(Your task) Every record below is to be retyped exactly.

Dataset entries
BEGIN
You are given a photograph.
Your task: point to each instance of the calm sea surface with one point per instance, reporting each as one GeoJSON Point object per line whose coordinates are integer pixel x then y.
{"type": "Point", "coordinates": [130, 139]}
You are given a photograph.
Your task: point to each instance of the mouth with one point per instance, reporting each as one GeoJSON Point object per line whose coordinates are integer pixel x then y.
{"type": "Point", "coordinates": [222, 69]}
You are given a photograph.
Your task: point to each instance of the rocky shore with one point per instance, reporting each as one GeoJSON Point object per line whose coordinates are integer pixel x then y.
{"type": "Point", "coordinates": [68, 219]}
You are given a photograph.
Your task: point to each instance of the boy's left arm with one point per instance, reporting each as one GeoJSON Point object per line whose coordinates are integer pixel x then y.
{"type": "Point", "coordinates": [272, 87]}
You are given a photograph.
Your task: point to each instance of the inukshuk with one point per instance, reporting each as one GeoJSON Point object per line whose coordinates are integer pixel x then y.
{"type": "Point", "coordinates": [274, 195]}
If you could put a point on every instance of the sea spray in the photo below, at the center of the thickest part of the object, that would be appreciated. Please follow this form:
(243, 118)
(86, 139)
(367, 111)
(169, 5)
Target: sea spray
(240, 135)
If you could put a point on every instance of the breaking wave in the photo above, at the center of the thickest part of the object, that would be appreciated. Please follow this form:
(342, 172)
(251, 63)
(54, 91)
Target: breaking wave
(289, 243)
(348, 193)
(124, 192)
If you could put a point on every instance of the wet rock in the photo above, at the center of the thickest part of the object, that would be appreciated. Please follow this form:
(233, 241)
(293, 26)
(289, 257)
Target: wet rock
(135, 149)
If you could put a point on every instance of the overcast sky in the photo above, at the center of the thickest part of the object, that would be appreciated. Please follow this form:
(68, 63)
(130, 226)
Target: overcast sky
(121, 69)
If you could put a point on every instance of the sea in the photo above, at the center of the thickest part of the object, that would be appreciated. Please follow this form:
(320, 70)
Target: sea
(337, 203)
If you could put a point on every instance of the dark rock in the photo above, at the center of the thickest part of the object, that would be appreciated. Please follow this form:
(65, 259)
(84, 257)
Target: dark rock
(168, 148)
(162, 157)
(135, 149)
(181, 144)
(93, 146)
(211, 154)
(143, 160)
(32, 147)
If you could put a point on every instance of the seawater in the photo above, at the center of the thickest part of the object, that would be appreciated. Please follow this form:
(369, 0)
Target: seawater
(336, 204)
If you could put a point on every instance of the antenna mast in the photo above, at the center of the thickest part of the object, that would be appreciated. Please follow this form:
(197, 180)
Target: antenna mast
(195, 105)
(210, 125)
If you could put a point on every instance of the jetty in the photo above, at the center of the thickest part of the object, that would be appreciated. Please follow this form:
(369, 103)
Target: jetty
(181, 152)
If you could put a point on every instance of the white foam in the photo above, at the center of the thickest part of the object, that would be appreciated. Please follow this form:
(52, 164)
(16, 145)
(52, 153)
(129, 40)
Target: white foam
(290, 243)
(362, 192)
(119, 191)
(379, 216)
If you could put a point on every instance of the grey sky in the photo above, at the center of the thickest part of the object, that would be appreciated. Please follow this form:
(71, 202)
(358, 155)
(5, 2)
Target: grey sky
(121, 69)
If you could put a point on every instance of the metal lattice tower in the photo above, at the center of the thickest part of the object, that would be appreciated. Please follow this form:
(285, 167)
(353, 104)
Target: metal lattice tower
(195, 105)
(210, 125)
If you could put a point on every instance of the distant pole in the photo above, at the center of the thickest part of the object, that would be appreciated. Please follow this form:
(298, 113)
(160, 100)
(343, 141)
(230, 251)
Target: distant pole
END
(Solution to this problem)
You are given a photograph.
Your task: point to each instance of the calm sea surface with one point per instance, reporting each as one GeoJSON Point object per line whose coordinates are integer pixel x then y.
{"type": "Point", "coordinates": [130, 139]}
You are given a photograph.
Your task: point to each instance of the mouth with one point per instance, reporting each as one GeoJSON Point object per line whose coordinates are integer pixel x then y.
{"type": "Point", "coordinates": [222, 69]}
You are given a photograph.
Your task: point to each instance of the rocky shore with one point per instance, reporting each as one GeoJSON Point object per line whose coordinates are integer pixel x then y.
{"type": "Point", "coordinates": [68, 219]}
You are given a photograph.
Your task: point to each instance of the boy's left arm with one point per instance, reporting each as one GeoJSON Point object per line whose coordinates are integer pixel x then y.
{"type": "Point", "coordinates": [272, 87]}
You are given a photograph.
Your task: point to each instance of the inukshuk with one point per instance, reporting each as one GeoJSON Point object per line whose coordinates are integer pixel x then y.
{"type": "Point", "coordinates": [274, 195]}
If you could put a point on every instance of the sea spray in the photo below, at the center of the thickest part of the object, that would be appreciated. Please follow this form:
(243, 118)
(86, 139)
(367, 111)
(169, 5)
Target: sea spray
(240, 135)
If you could put a point on every instance of the breaking wave in the photo above, at the center of the thickest part of the object, that would be appreciated. Please follow this form:
(342, 172)
(251, 63)
(54, 91)
Target: breaking wave
(289, 243)
(348, 193)
(124, 192)
If you could put a point on every instance of the wet rock in the photo above, at the center of the thickest part of the object, that would be appreciated. Please follow this form:
(233, 241)
(293, 26)
(289, 257)
Target: wet rock
(135, 149)
If you could put a point on every instance of the overcast sky in the photo above, at the center of the thickest part of the object, that would be appreciated. Please follow this form:
(68, 63)
(130, 226)
Target: overcast sky
(121, 69)
If you could put a point on every instance of the sea in the photo above, at the center of the thickest part of the object, that would be appreciated. Please follow this form:
(320, 70)
Target: sea
(337, 203)
If you could put a point on every instance of the dark rock in the photo above, at the center of the thickest part of the object, that would be appreciated. Please follow this form:
(65, 259)
(84, 257)
Target: dark rock
(168, 148)
(162, 157)
(135, 149)
(181, 144)
(93, 146)
(211, 154)
(143, 160)
(32, 147)
If you could put a point on every instance of the seawater in the photo above, at the center of the thickest part of the object, that would be appreciated. Please follow this form:
(369, 0)
Target: seawater
(336, 204)
If you could put a point on every instance of the antenna mast in the photo above, at the center of the thickest part of the object, that would be appreciated. Please follow this form:
(197, 180)
Target: antenna mast
(195, 105)
(210, 125)
If you could put a point on every instance of the jetty in the photo above, at the center of the thickest part of the object, that would be appreciated. Please follow this form:
(369, 103)
Target: jetty
(181, 152)
If you could put a point on every instance of the white foam in the photo above, at the center of the thickest part of the object, that would be appreciated. Please follow this form:
(52, 164)
(16, 145)
(52, 153)
(129, 40)
Target: white foam
(290, 243)
(362, 192)
(119, 191)
(379, 216)
If you could put a point on every instance of the grey sky in the photo above, at the center of the thickest part of the object, that would be appreciated. Please follow this form:
(71, 202)
(358, 155)
(5, 2)
Target: grey sky
(121, 69)
If you could put a point on every instance of the metal lattice tower in the photo above, at the center of the thickest part of the object, that would be appreciated. Please follow this form:
(285, 167)
(353, 104)
Target: metal lattice tower
(195, 105)
(210, 125)
If you could put a point on every instance of the distant pole in the photo above, at the center of the thickest part of the object, that would be appreciated. Please follow this form:
(298, 113)
(160, 100)
(343, 141)
(230, 251)
Target: distant pole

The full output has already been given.